Problem description:
Continue the monkeypox news update from its final sentence.

Text under study:
- - - -
Monkeypox cases jump 20% in 1 week, WHO finds: 5 updates

Global monkeypox cases have increased by about 20 percent for the second week in a row, with nearly 7,500 new monkeypox cases reported last week, the World Health Organization said in a news conference Aug. 17. 

"More than 35,000 cases of monkeypox have now been reported to WHO, from 92 countries and territories, with 12 deaths," said WHO Director-General Tedros Adhanom Ghebreyesus, PhD. "Almost 7,500 cases were reported last week, a 20 percent increase over the previous week, which was also 20 percent more than the week before." 

Most new cases continue to be reported among men who have sex with men, Dr. Tedros said. 
Four more updates: 

1. The U.S. accounts for more than 38 percent of global cases. More than 13,500 cases had been confirmed in the U.S. as of Aug. 17, CDC data shows. New York has the highest number of cases in the nation, followed by California and Florida. 

2. HHS has made 442,000 more monkeypox vaccine doses available for states and jurisdictions to order. Under an earlier plan, about 221,000 vaccines were slated to be available Aug. 15 with a second batch of the same amount expected later this month. HHS instead combined the batches, with all 442,000 ready for shipment Aug. 15. Bavarian Nordic, which manufactures the Jynneos monkeypox vaccine, said it may move to outsource production amid concerns it will not be able to keep up with global demand.
- - - -
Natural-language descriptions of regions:

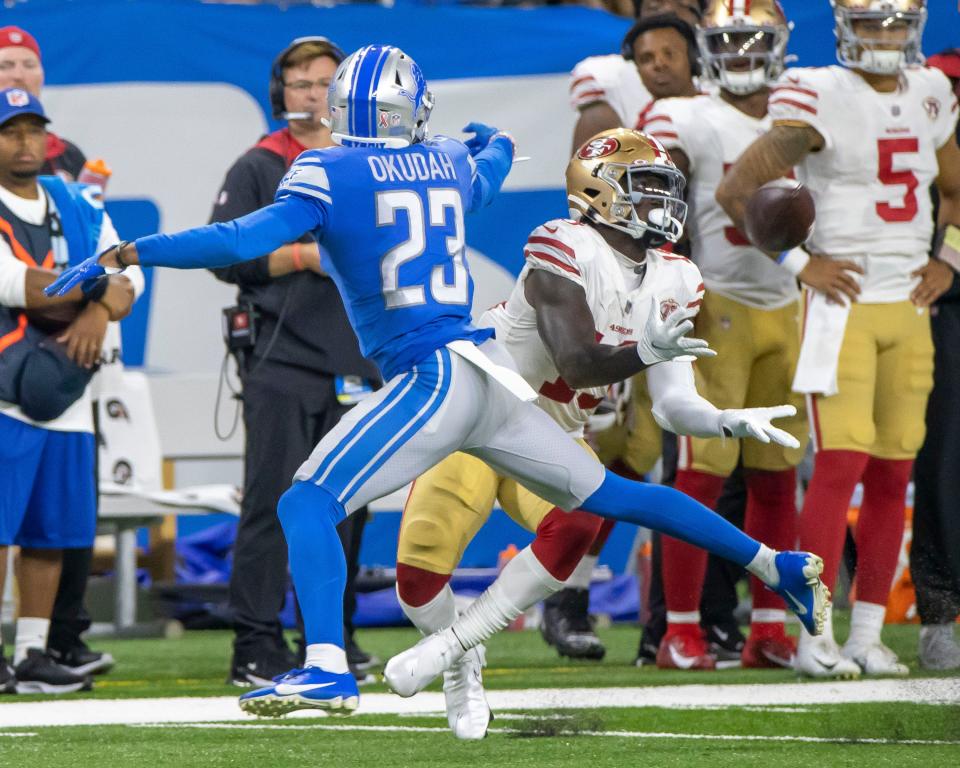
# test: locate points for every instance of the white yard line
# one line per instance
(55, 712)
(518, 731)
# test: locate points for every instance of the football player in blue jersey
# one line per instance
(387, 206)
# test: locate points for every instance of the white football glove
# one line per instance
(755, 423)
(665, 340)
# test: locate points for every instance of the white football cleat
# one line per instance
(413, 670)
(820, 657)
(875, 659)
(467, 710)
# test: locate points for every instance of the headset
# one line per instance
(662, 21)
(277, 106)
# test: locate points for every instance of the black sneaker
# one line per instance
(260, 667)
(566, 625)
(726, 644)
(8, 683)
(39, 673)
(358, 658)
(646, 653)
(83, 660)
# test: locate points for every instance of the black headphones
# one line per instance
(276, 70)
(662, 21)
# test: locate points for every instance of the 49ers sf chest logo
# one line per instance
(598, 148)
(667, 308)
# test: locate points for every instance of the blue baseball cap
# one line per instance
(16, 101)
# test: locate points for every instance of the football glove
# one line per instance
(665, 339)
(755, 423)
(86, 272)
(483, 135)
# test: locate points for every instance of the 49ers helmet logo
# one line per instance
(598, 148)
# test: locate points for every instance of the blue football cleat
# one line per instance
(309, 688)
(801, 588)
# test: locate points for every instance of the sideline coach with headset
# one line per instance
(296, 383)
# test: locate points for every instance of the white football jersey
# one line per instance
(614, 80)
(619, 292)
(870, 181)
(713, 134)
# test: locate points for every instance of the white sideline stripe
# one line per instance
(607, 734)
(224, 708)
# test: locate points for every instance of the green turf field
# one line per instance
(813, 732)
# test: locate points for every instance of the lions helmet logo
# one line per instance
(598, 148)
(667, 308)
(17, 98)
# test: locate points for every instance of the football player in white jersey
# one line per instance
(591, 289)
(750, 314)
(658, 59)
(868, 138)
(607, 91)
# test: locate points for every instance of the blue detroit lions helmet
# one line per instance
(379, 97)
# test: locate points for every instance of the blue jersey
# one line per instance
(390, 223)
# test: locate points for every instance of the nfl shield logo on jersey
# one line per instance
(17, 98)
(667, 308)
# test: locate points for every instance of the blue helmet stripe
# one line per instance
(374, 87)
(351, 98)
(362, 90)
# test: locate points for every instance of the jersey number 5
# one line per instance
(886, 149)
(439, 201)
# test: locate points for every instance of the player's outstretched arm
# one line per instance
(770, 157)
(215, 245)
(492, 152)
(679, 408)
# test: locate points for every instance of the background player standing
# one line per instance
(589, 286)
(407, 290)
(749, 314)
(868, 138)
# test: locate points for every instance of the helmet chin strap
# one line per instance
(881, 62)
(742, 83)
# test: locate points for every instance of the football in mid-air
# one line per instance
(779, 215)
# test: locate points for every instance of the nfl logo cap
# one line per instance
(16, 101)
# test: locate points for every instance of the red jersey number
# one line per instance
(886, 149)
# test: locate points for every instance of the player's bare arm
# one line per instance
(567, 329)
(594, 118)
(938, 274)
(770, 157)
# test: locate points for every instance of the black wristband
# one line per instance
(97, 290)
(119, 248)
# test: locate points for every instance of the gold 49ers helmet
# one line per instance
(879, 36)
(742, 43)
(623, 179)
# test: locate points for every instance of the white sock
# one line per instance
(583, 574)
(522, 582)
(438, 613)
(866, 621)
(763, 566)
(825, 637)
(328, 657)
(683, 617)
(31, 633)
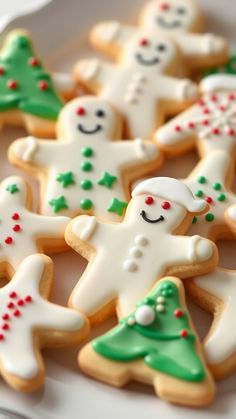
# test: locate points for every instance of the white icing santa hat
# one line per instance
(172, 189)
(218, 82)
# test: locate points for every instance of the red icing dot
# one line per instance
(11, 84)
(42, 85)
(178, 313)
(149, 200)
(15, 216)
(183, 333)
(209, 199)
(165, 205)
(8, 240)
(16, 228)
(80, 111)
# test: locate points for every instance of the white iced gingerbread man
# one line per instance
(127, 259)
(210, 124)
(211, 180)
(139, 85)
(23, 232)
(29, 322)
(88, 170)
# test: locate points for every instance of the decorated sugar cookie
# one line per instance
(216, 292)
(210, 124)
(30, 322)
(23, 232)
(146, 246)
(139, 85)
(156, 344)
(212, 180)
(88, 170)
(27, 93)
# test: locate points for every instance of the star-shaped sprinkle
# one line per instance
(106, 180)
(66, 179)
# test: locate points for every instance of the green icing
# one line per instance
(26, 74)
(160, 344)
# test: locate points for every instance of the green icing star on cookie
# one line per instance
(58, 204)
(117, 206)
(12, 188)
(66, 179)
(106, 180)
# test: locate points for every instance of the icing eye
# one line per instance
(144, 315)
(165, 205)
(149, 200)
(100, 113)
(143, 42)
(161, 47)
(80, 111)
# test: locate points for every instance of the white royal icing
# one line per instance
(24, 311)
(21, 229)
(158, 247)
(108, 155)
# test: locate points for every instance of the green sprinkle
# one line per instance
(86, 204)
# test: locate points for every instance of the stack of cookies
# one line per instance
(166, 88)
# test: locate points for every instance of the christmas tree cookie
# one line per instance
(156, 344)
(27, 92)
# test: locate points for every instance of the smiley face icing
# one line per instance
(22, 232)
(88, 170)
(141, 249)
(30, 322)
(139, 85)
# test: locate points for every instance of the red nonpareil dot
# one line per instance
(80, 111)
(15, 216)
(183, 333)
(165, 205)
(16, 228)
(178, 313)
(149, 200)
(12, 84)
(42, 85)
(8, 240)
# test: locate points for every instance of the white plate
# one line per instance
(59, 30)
- - - -
Answer to this problem:
3. Researchers have raised concern over the potential for modes of transmission beyond intimate contact after detailing the case of an infected man with no recent sexual contact. The patient's highest risk exposure was attending a crowded outdoor event that was not primarily attended by gay and bisexual people. Read more about the case here

4. A child in Oregon has tested positive, marking the U.S.' ninth pediatric case, ABC News reported Aug. 17. State health officials said the case is tied to a previously confirmed case in an adult, adding that the child did not contract the virus at school or other community setting. Seven other children have tested positive since July.